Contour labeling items
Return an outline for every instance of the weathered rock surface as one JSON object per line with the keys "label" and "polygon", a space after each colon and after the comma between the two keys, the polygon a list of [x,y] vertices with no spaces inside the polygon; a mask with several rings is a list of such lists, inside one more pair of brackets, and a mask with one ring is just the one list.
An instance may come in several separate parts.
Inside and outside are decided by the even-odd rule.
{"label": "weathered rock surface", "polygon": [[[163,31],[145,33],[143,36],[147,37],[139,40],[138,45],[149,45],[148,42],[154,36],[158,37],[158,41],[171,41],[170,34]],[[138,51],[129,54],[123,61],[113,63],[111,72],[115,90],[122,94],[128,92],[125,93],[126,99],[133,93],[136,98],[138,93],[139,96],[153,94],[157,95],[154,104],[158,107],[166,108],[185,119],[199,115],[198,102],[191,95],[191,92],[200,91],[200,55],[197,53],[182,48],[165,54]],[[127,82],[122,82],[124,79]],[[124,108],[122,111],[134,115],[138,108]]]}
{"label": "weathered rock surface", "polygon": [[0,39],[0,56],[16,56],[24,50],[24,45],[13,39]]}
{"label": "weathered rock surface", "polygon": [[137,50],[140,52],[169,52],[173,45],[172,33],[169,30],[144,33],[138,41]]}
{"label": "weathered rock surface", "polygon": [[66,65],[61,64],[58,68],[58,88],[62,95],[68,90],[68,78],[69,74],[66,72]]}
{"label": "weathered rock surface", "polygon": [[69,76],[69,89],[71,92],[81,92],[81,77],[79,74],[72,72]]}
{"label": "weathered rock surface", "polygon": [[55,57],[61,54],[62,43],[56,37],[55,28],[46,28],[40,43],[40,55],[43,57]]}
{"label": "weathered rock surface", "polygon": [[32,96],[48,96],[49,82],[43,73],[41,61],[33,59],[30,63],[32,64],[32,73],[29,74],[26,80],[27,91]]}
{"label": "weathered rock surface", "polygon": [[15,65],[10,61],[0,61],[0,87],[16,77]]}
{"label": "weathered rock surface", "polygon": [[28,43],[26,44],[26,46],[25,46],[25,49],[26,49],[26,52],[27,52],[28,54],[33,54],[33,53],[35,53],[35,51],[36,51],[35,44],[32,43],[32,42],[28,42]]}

» The exercise
Copy everything from the start of the items down to the line containing "Inside and outside", swapping "separate" for "distinct" and leaving the rest unchanged.

» Complete output
Return an outline for every instance of the weathered rock surface as one JSON object per line with the keys "label" and "polygon", a space after each colon and after the comma between the two keys, the polygon a list of [x,y] vertices with no spaces inside the polygon; a mask with several rings is a list of such lists, inside one more pair of brackets, and a mask with one ring is just the one list.
An instance may come in several distinct parts.
Inside and outside are decided by the even-odd rule.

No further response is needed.